◆ **Text for analysis**:
---*---

Eating Like a Climatarian Means Eating Less Beef

Yes, you can still eat burgers. But even small adjustments to your eating habits can yield monumental results. 

Photo: Yeji Kim

The most effective and impactful way to battle and mitigate climate change is to eat less meat, particularly beef. Beef's outsize climate footprint is widely acknowledged. Scientists across the world agree that beef is a core driver of climate change. According to the Food and Agriculture Organization of the United Nations, livestock causes 15 percent of global emissions, and cattle produce some 65 percent of these. The EPA says that cattle's methane emissions alone account for more than a quarter of American agricultural emissions.

---*---

◆ **Records shown**:
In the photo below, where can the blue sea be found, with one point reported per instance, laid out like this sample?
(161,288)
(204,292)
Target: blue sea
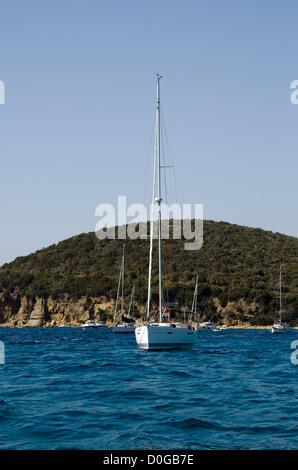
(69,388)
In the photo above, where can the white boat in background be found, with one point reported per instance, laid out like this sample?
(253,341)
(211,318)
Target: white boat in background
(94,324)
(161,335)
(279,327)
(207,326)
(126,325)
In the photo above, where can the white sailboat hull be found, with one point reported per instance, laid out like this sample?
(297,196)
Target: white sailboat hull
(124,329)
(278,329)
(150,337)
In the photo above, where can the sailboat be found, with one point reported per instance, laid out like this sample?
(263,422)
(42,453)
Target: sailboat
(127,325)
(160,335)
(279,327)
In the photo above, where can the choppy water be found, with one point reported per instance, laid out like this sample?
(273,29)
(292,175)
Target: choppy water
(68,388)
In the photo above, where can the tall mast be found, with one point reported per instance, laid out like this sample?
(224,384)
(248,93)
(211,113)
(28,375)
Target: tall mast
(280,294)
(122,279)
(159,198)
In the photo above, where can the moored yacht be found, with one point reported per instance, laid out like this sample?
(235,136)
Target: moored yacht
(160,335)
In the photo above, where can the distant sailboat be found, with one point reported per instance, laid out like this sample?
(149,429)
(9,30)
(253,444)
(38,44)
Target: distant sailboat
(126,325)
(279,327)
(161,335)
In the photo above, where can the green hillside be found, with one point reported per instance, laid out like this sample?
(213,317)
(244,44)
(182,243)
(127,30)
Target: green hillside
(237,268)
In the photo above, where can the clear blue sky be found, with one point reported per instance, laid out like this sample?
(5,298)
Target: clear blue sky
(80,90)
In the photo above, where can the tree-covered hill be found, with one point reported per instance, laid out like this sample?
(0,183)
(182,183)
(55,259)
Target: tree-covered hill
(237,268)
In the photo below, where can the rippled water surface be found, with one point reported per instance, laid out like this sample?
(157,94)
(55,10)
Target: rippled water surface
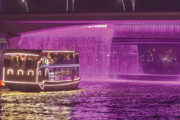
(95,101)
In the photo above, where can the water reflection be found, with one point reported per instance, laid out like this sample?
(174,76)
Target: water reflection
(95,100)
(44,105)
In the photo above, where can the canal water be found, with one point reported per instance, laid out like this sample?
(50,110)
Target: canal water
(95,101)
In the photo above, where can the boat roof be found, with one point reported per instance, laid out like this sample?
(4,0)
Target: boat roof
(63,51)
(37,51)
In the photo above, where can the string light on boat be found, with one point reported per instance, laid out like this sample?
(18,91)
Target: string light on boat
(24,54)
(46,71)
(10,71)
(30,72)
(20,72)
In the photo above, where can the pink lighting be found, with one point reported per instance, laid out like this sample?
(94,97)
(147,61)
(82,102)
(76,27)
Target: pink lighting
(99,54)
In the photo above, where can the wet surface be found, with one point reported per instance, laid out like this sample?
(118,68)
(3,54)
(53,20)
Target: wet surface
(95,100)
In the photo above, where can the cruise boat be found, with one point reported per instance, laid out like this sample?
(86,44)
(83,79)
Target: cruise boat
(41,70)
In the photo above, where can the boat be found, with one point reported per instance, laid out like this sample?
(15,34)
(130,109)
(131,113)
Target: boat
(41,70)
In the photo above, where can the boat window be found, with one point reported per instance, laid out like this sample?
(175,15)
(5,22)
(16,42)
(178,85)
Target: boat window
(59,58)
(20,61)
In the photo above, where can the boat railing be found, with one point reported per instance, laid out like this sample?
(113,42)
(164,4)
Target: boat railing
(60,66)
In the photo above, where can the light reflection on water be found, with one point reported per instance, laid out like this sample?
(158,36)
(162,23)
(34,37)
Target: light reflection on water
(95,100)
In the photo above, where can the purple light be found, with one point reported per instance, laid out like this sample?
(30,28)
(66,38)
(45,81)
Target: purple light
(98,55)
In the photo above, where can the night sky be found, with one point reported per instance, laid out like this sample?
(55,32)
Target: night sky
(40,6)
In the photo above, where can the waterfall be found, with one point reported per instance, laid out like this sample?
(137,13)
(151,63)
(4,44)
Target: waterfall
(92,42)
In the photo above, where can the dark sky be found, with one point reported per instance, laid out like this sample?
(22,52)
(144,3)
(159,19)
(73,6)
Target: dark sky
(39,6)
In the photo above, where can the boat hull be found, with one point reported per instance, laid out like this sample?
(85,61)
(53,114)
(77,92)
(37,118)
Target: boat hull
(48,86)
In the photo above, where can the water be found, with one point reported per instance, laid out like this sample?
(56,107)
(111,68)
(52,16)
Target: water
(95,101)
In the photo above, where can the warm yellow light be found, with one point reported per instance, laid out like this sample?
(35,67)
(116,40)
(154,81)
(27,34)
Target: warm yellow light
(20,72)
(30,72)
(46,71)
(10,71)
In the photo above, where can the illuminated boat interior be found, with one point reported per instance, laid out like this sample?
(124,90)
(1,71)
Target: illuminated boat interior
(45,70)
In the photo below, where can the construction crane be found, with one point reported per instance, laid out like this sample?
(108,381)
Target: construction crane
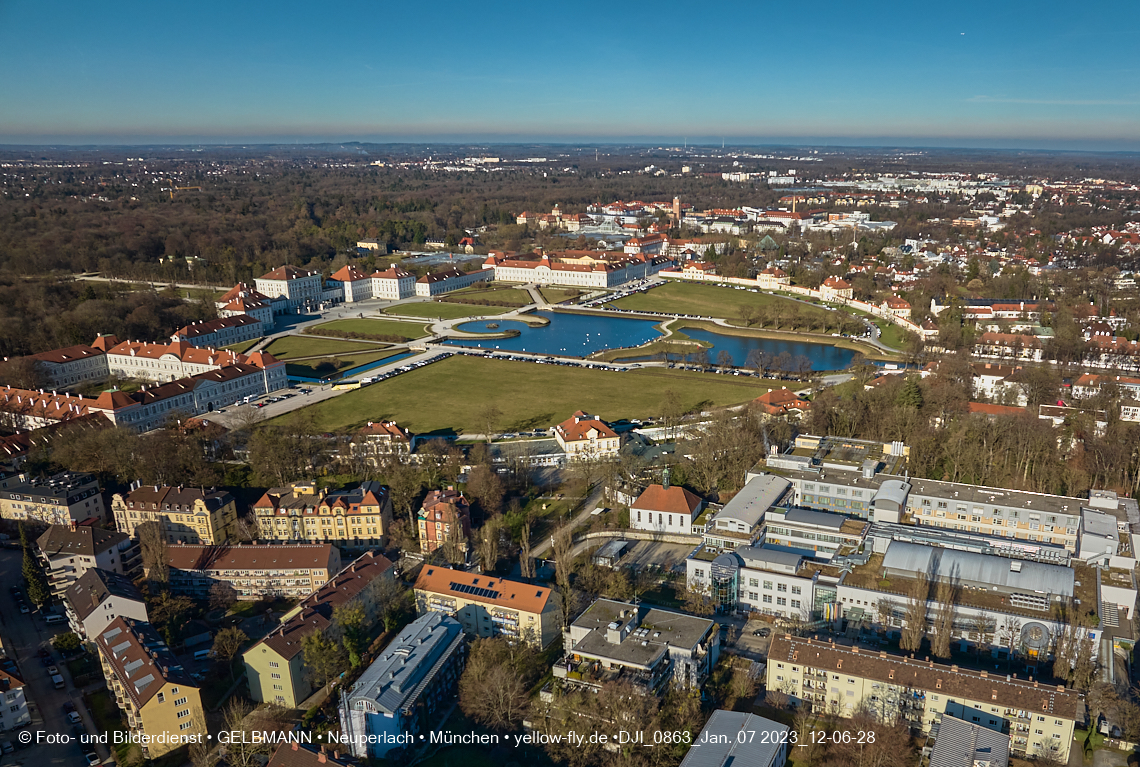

---*---

◆ **Set of tasks**:
1. Write out again, word for word, the part of the beef article starting at "Eating Like a" and ending at "American agricultural emissions.".
2. Does the beef article agree with each statement below? Answer yes or no for each, and quote the words from the article that settle it.
(a) The Food and Agriculture Organization of the United Nations says livestock causes 15 percent of global emissions.
(b) Cattle produce about half of the emissions that come from livestock.
(c) The EPA says methane from cattle makes up less than a tenth of American agricultural emissions.

◆ **Numbered responses**:
1.
Eating Like a Climatarian Means Eating Less Beef

Yes, you can still eat burgers. But even small adjustments to your eating habits can yield monumental results. 

Photo: Yeji Kim

The most effective and impactful way to battle and mitigate climate change is to eat less meat, particularly beef. Beef's outsize climate footprint is widely acknowledged. Scientists across the world agree that beef is a core driver of climate change. According to the Food and Agriculture Organization of the United Nations, livestock causes 15 percent of global emissions, and cattle produce some 65 percent of these. The EPA says that cattle's methane emissions alone account for more than a quarter of American agricultural emissions.

2.
(a) Yes: "livestock causes 15 percent of global emissions"
(b) No: "cattle produce some 65 percent of these"
(c) No: "cattle's methane emissions alone account for more than a quarter of American agricultural emissions"